ANWEISUNGEN ::
**a)** Fasse im Interview den Absatz, der mit „Seit 2018 wurden bereits“ beginnt, als kurze Stichpunktliste zusammen und behalte dabei seine wichtigsten Fakten.
**b)** Gib einen Abschnitt aus dem Interview unverändert wieder. Beginne bei den Worten „Nicole Burth: Seit“ und höre nach „ein Praktikum absolviert.“ auf.
**c)** Nenne alle Schweizer Grossfirmen, die laut dem Interview als Partner gewonnen wurden.

Nicole Burth, CEO Adecco Schweiz, im Interview
von Bob Buchheit
Moneycab.com: Frau Burth, welchen Athleten konnte die Adecco Gruppe Schweiz dank dem neuen Label «Leistungssportfreundlicher Arbeitgeber» einen Job vermitteln?
Nicole Burth: Seit 2018 wurden bereits zehn Firmen mit dem Label «Leistungssportfreundlicher Arbeitgeber» ausgezeichnet sowie über 20 Athleten bei Leistungssportfreundlichen Arbeitgebern platziert. Mit SBB, SWISS und Sunrise konnten wir wichtige Schweizer Grossfirmen als Partner finden. Nebst den Grossfirmen machen auch verschiedene KMU’s mit. Was die Athleten anbelangt, so hat beispielsweise der Curler Benoît Schwarz, der mit seinem Team an den Olympischen Spielen in PyeongChang die Bronzemedaille gewonnen hat, bei der Swiss im 2018 ein Praktikum absolviert.
Die Zeitarbeitsbranche hat eher einen technokratischen Ruf. Helfen Programme wie Leistungssportfreundlicher Arbeitgeber oder „Win4Youth“ diesen Ruf aufzumöbeln?
Die Programme dienen dazu, die Bedeutung und Vorteile von flexiblen Arbeitsmodelle sowie einer guten Work-Life-Balance zu unterstreichen. Die Temporärbranche ist ein wichtiger Treiber der Schweizer Wirtschaft. Sie stellt sicher, dass Unternehmen Auftragsvolatilitäten abfedern können und sie somit international kompetitiv bleiben. Zudem fördert Temporärarbeit die Arbeitsmarktintegration: Jeder zweite Temporärarbeitende auf Feststellensuche hat diese innerhalb von 24 Monaten nach Beginn seines ersten Einsatzes gefunden. Im Rahmen der heutigen „Gig Economy“ stellt die Temporärarbeit zudem eine vorbildliche und durch den GAV-Personalverleih sozial gut abgesicherte, flexible Arbeitsform dar, da Beiträge an die Sozialversicherungen fliessen und Mindestlöhne gelten.

EINTRÄGE ::
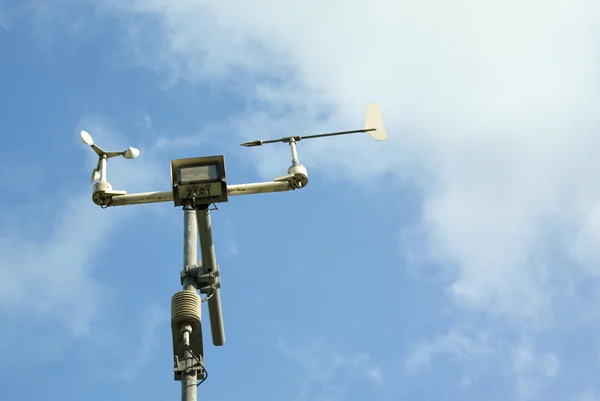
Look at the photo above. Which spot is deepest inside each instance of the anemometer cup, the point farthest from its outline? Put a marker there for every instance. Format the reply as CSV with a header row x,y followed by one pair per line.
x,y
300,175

...

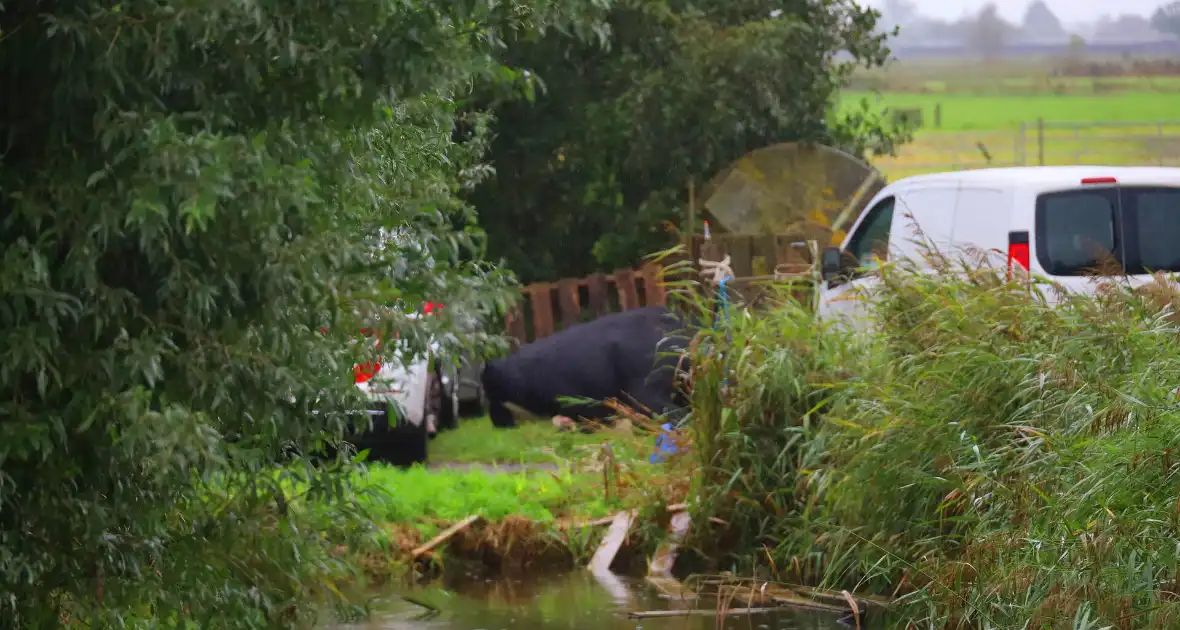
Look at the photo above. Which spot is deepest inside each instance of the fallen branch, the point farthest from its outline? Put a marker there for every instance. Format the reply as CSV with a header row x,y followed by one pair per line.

LÖSUNGEN ::
**a)**
- Seit 2018 erhielten zehn Firmen das Label «Leistungssportfreundlicher Arbeitgeber».
- Über 20 Athleten wurden bei solchen Arbeitgebern platziert.
- Partner sind die Grossfirmen SBB, SWISS und Sunrise sowie verschiedene KMU.
- Der Curler Benoît Schwarz gewann mit seinem Team an den Olympischen Spielen in PyeongChang Bronze. Er absolvierte 2018 ein Praktikum bei der Swiss.

**b)**
Nicole Burth: Seit 2018 wurden bereits zehn Firmen mit dem Label «Leistungssportfreundlicher Arbeitgeber» ausgezeichnet sowie über 20 Athleten bei Leistungssportfreundlichen Arbeitgebern platziert. Mit SBB, SWISS und Sunrise konnten wir wichtige Schweizer Grossfirmen als Partner finden. Nebst den Grossfirmen machen auch verschiedene KMU’s mit. Was die Athleten anbelangt, so hat beispielsweise der Curler Benoît Schwarz, der mit seinem Team an den Olympischen Spielen in PyeongChang die Bronzemedaille gewonnen hat, bei der Swiss im 2018 ein Praktikum absolviert.

**c)** SBB, SWISS, Sunrise